_Was zu tun ist_
Schreib alle Einträge unten Wort für Wort ab und lass die Bilder dabei weg.

++++++++

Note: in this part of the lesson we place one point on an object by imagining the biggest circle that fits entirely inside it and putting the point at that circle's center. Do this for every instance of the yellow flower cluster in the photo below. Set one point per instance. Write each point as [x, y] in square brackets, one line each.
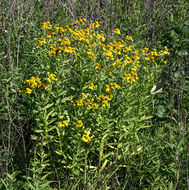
[113, 62]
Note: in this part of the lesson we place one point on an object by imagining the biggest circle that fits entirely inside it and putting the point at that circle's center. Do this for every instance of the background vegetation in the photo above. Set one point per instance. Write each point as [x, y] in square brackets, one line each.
[143, 141]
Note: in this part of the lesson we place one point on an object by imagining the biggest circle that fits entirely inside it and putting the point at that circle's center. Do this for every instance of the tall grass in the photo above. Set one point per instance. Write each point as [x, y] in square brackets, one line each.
[126, 155]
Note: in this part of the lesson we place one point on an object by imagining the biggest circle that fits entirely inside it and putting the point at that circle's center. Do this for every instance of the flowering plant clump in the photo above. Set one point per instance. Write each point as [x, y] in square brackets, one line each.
[91, 90]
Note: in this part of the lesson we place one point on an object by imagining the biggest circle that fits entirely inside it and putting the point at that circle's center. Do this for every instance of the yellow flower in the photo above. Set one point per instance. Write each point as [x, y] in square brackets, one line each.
[117, 31]
[79, 123]
[86, 138]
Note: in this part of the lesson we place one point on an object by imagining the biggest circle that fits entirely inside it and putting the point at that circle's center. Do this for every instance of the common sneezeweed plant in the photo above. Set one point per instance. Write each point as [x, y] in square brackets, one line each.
[91, 97]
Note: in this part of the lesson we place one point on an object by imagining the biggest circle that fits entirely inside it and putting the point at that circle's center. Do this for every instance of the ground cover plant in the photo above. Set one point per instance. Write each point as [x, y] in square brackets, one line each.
[91, 104]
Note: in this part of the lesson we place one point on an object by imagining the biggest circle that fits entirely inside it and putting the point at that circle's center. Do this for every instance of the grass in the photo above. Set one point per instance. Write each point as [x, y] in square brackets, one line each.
[99, 103]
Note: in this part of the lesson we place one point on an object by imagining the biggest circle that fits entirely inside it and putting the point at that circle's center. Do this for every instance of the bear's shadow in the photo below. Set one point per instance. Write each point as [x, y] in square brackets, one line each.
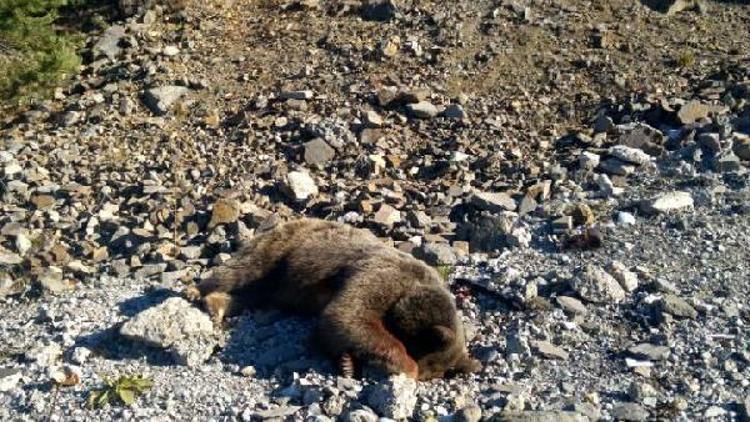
[273, 343]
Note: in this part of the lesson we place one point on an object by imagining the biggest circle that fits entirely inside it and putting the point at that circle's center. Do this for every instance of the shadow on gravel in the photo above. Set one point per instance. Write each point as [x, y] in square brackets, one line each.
[275, 344]
[110, 345]
[139, 304]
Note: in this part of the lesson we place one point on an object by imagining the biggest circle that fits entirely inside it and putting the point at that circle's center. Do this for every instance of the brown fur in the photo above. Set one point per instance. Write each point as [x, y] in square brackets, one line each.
[376, 304]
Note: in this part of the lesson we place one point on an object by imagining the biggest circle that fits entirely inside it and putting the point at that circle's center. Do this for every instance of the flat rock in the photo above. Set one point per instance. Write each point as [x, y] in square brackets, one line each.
[296, 95]
[225, 211]
[9, 258]
[571, 305]
[627, 279]
[549, 350]
[676, 306]
[668, 202]
[437, 253]
[44, 354]
[629, 155]
[9, 378]
[649, 351]
[454, 111]
[470, 413]
[394, 398]
[616, 166]
[161, 99]
[493, 201]
[742, 149]
[51, 281]
[544, 416]
[422, 110]
[174, 325]
[744, 406]
[387, 216]
[692, 111]
[630, 412]
[108, 44]
[380, 10]
[300, 186]
[596, 285]
[361, 415]
[318, 152]
[277, 413]
[373, 119]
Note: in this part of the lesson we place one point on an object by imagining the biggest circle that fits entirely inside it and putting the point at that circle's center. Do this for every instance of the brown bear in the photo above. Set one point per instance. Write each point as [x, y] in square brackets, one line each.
[377, 305]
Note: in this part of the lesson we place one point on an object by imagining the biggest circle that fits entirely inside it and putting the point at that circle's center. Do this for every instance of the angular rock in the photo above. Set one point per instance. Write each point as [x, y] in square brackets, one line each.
[51, 281]
[632, 412]
[745, 409]
[361, 415]
[108, 44]
[373, 119]
[489, 233]
[394, 398]
[588, 160]
[44, 354]
[493, 201]
[300, 186]
[742, 149]
[543, 416]
[627, 279]
[296, 95]
[470, 413]
[437, 253]
[174, 325]
[318, 152]
[9, 258]
[161, 99]
[692, 111]
[629, 155]
[225, 211]
[418, 219]
[9, 378]
[387, 216]
[668, 202]
[649, 351]
[23, 244]
[617, 167]
[596, 285]
[571, 305]
[454, 111]
[676, 306]
[549, 350]
[422, 110]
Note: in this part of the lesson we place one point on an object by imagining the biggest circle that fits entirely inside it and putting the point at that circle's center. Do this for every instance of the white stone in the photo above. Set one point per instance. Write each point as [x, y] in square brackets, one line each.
[596, 285]
[9, 378]
[175, 325]
[627, 279]
[300, 186]
[23, 244]
[395, 398]
[625, 218]
[629, 155]
[667, 202]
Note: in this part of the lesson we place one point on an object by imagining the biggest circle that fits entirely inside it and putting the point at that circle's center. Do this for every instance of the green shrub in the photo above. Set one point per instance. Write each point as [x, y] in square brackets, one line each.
[36, 54]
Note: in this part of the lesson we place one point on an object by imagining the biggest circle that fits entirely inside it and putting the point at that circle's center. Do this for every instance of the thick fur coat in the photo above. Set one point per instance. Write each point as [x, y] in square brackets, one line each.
[376, 305]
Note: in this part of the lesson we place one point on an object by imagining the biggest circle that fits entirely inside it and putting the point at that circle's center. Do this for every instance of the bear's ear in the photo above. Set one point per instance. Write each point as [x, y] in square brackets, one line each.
[444, 335]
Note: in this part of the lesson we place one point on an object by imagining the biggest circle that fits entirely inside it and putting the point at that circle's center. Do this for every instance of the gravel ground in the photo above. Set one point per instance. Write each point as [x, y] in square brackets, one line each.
[579, 171]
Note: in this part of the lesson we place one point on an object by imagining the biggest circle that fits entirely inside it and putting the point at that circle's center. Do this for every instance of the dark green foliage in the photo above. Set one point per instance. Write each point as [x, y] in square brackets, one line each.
[123, 390]
[35, 53]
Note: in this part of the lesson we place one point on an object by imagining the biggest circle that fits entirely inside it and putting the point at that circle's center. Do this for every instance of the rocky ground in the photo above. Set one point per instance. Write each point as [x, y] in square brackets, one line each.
[578, 168]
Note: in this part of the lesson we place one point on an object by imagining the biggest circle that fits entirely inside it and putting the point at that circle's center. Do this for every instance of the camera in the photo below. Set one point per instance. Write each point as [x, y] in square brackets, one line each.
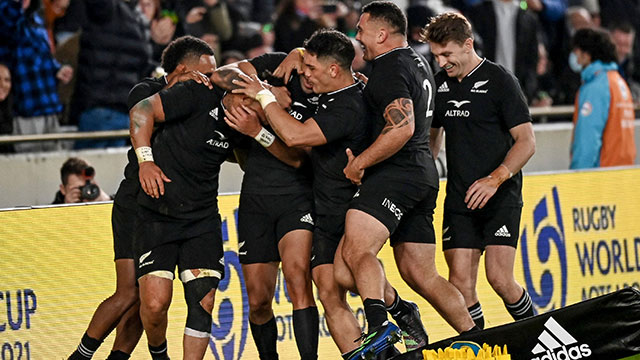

++++++++

_Ergebnis_
Note: in this part of the lesson we place one point on an object by imagining the biggest circle that fits entirely inside it and putting the point at that circle's center. Do this for every instance of the yellow flower cluster in the photo below. Set one point per instance. Write each point as [x, y] in square brackets, one line each.
[113, 62]
Note: in this part of the lesson we place one point on an object by imagining the biggest circle that fits entirely inside it and putting the point at that circle's center. Do this for every instance of the background vegetation in the photo above. Set one point per instance. Write each point as [x, y] in square brackets, one line each.
[143, 141]
Note: in this part of the lesson we place one point on an object by imagining the biggest circle that fits entirely inside it and putting the point at that circle's center. Do this for every instance of the tall grass in the photo above. Set one point per instance. Write each point as [x, y] in square brackets, one line each.
[126, 155]
Note: in this part of the lesson we place one point on an object by imagining the biggest circle that fits entirely inside it and putting the point at that circle's center. Do this for every instance of the flowering plant clump in the photo above. Set one point per instance. Write each point as [x, y] in square brackets, one line each.
[91, 90]
Note: in this part of the lesson we place one point on an object by imagining the biggest circle that fits entirely inside it and putting the point at that circle's center. Do this for every instance of the yellow flower in the photo above. Set one point per instance. Write each point as [x, y] in square brackets, one line each.
[117, 31]
[79, 123]
[86, 138]
Note: in this part of the lesson we place one point on an object by imagining the biggest circle that fits entirely inside it and putting the point at that circle's center. Do this for every instance of the common sneezeweed plant in the photo above. Set one point per instance. Write each point as [x, y] in square brackets, one line each.
[91, 97]
Note: in this part of the lesson we place one point on an object by imagining the biggest circle that fits entirely inside it and putting the point at that circle's center. Do this for every instance of the ground cover plant in the photo above. Set one point per instance. Write each point as [x, y] in square brackets, one line each.
[91, 104]
Note: in this part of the lesson we place one point on an object by imagining the biggest circle that fits entirely inside it and putting the point at that circle's center. Do this for every instance of the grass in the photo above. Set one point per instance. Write each point as [x, y] in square brackets, one line each.
[99, 103]
Note: in this part of the lesson we place one point on an object by imagining the biggest circle that fits entirely inside it and putting the point at that circle's center. Do this for every instance of the bear's shadow in the photo below. Set one point per instance. Write each point as [x, y] in square brackets, one line each.
[273, 343]
Note: in this part of the lesson we place one point on an object by imagining the biggest circle that fits entirely inside it and putting the point at that circle's center. Do this for every instance of the shadow on gravel in the photo above. Set one point per instance. Write each point as [x, y] in square brackets, one line each.
[275, 344]
[110, 345]
[139, 304]
Note: in this part of the lesson we place one point on an object by imagining the biggest circle that fits entirely inside it and putting the point at that circle's center. Do this for every instance of the brown fur in the photo above. Set one point per instance. Write each point as [x, y] in square brackets, one line each.
[376, 304]
Note: in this part of the lesson we place one point on an object by imagining the biggest circle that fits entirely inside it and putting the point at that circle's center. Do this for every instance of the flat rock in the photo above. Set one point per instance. Write each point as [x, y] in square brackets, one line each.
[296, 95]
[225, 211]
[9, 258]
[571, 305]
[627, 279]
[549, 350]
[676, 306]
[668, 202]
[437, 253]
[44, 354]
[629, 155]
[9, 378]
[649, 351]
[454, 111]
[470, 413]
[394, 398]
[616, 166]
[161, 99]
[493, 201]
[742, 149]
[51, 281]
[544, 416]
[422, 110]
[174, 325]
[744, 406]
[387, 216]
[692, 111]
[630, 412]
[108, 44]
[380, 10]
[300, 186]
[596, 285]
[361, 415]
[318, 152]
[277, 413]
[373, 119]
Note: in this part of the lesson we place one point on an object by imagining the biggest circle that fits entirely inside it and putting the point at that circle's center. Do this for every instance of the brown bear in the photo above. Set one point per instance. Write each point as [x, y] in square brackets, one line each.
[377, 305]
Note: in this part of the lesson we place one point on an object by imagining the biggest circle that fits entirely inside it and putting the point at that circle's center. Do this for every instance of the angular rock in the photo above. Set one point per instance. Write each point as [x, y] in square brackets, one line each.
[51, 281]
[632, 412]
[745, 409]
[361, 415]
[108, 44]
[373, 119]
[489, 233]
[394, 398]
[588, 160]
[44, 354]
[493, 201]
[300, 186]
[742, 149]
[543, 416]
[627, 279]
[296, 95]
[470, 413]
[437, 253]
[174, 325]
[318, 152]
[9, 258]
[161, 99]
[692, 111]
[629, 155]
[225, 211]
[418, 219]
[9, 378]
[387, 216]
[668, 202]
[649, 351]
[23, 244]
[617, 167]
[596, 285]
[571, 305]
[454, 111]
[676, 306]
[549, 350]
[422, 110]
Note: in this part of the lesson we place one point on an object by imagining the biggest circle that fits entirely inside it and putting the point at that circle's center. Do this for every instance of the white stone in the photo above. Set one point per instance. Write each point as [x, y] in square brackets, one line each.
[596, 285]
[9, 378]
[175, 325]
[627, 279]
[300, 186]
[23, 244]
[395, 398]
[625, 218]
[629, 155]
[667, 202]
Note: in this part of the lesson we place one point on an object by imagining the biggest circle that fits entirely inside it and putting the point at that circle's center. Do this for every instance of the green shrub in the photo above. Set one point per instance. Write each point as [x, y] in square brackets, one line each.
[36, 54]
Note: in this part of the lesson we place one point on an object by imagining the biggest circle that fits entirely inside it and putting the point at that circle's center. Do this for every instance of the thick fur coat in the photo above. Set one point per instance. Write each point as [x, y] in square brackets, one line each.
[376, 305]
Note: in this part of the lesson we place one point on an object by imagining the biggest circle that fits entirely inside it and putting the point at that circle's center. Do this for every instance of the bear's ear in the photo above. Set one point per instance. Write each point as [x, y] in square brackets, one line each.
[444, 335]
Note: in this part of the lesson we place one point on an object by imagining the biggest circle that fits entirely inside it and putting the point at that circle's center. Do this for every instance of the gravel ground in the photo above. Set one point per instance. Write each point as [x, y] in square brackets, one line each.
[579, 171]
Note: in this part of the lesson we place one point on an object by imagining the biggest circle that fits entirely inside it and putting the point at that circle's center. Do this for every instance of the dark green foliage in the photo above. Set one point per instance. Write each point as [x, y] in square brackets, one line each.
[123, 390]
[35, 53]
Note: in this part of the lesson we place one point on an object by imagining the biggest circle that fits entirely inside it and putting the point at that circle's center. Do this for every instance of the rocky ground in the photo above. Set one point per instance. Write each point as [x, y] in square brackets, one line each.
[578, 168]
Note: in this part of the lesson we place one point on an object by imagining the biggest circle that fits entirely inside it and putting the point at that circle's center. Do this for every instance of the camera in the photo below. Set one point per instance. Write each point as [x, y] in square brackets, one line each.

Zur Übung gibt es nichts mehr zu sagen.